→ **Aufgaben**:
- a) Welches Tor erzielte Castro laut dem Text über Gonzalo Castro im U21-Finale gegen England?
- b) Zieh aus den Zeilen jede heraus, in der das Wort „background“ vorkommt. Groß- und Kleinschreibung zählt.

Apropos Mannschaft: Castro sieht sich vor allem als Teamplayer:

„Ich versuche auf dem Platz immer, meine Kreativität einzubringen, um Spielsituationen aufzulösen, Lösungen zu finden und dann entweder selbst in torgefährliche Positionen zu kommen oder meine Nebenleute gut in Szene zu setzen und Assists zu geben. Da ich nach einem Spiel schlecht schlafen kann, gucke ich die meisten Spiele noch einmal an und analysiere, was ich hätte besser machen können. Die TV-Perspektive ist einfach eine völlig andere als die, die man unten auf dem Rasen hat. Und die Perspektive der Zuschauer ist – abhängig davon, wo sie stehen oder sitzen – noch einmal ganz anders.“

Und apropos Erfolge: Für einen Spieler seiner Qualität stehen definitiv zu wenig Titel auf der Visitenkarte von Gonzalo Castro. 2009 wurde er Europameister mit der U21. Im Finale gegen England, bei dem Marcel Schmelzer in den Schlussminuten eingewechselt wurde, erzielte Castro das Führungstor zum 1:0. Es folgten zwei Vize-Meisterschaften und zwei DFB-Pokal-Finalteilnahmen – je einmal im Trikot von Bayer 04 und dem BVB.

→ **Bereitgestelltes Material**:
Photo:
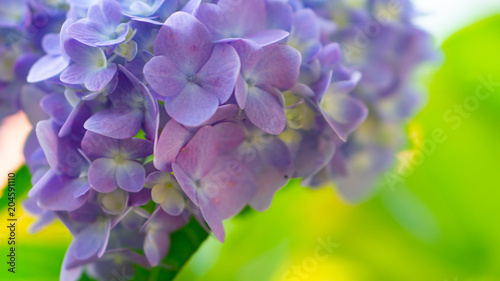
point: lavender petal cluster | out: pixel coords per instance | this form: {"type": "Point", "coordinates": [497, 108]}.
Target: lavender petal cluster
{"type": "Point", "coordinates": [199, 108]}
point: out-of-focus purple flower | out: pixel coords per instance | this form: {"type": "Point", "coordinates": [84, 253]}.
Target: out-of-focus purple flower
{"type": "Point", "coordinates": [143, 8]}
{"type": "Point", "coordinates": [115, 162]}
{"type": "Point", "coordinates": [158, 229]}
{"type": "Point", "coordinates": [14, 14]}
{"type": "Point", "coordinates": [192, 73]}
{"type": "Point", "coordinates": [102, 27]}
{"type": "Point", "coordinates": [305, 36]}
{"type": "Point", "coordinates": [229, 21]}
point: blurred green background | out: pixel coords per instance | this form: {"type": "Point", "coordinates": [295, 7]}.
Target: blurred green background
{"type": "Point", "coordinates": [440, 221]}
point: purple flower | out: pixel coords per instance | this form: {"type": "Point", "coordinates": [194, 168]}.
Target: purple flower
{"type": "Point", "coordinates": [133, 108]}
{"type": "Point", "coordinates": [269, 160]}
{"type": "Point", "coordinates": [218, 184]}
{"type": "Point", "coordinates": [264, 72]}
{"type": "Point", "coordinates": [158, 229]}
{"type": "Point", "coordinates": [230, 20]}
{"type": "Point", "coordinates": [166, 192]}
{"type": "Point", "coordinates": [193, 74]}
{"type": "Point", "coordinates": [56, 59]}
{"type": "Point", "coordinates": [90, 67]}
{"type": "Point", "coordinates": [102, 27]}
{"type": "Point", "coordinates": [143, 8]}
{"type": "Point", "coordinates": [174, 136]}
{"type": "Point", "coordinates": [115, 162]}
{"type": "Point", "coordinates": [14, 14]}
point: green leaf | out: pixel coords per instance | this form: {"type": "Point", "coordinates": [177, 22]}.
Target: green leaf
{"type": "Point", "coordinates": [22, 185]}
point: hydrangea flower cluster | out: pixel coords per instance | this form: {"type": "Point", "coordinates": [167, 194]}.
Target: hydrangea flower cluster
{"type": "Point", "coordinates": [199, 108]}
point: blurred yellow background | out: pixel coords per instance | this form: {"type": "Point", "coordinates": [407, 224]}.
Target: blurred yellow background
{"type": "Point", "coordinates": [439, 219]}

→ **Ergebnisse je Aufgabe**:
- a) Das Führungstor zum 1:0.

- b)
point: blurred green background | out: pixel coords per instance | this form: {"type": "Point", "coordinates": [295, 7]}.
Target: blurred green background
point: blurred yellow background | out: pixel coords per instance | this form: {"type": "Point", "coordinates": [407, 224]}.
Target: blurred yellow background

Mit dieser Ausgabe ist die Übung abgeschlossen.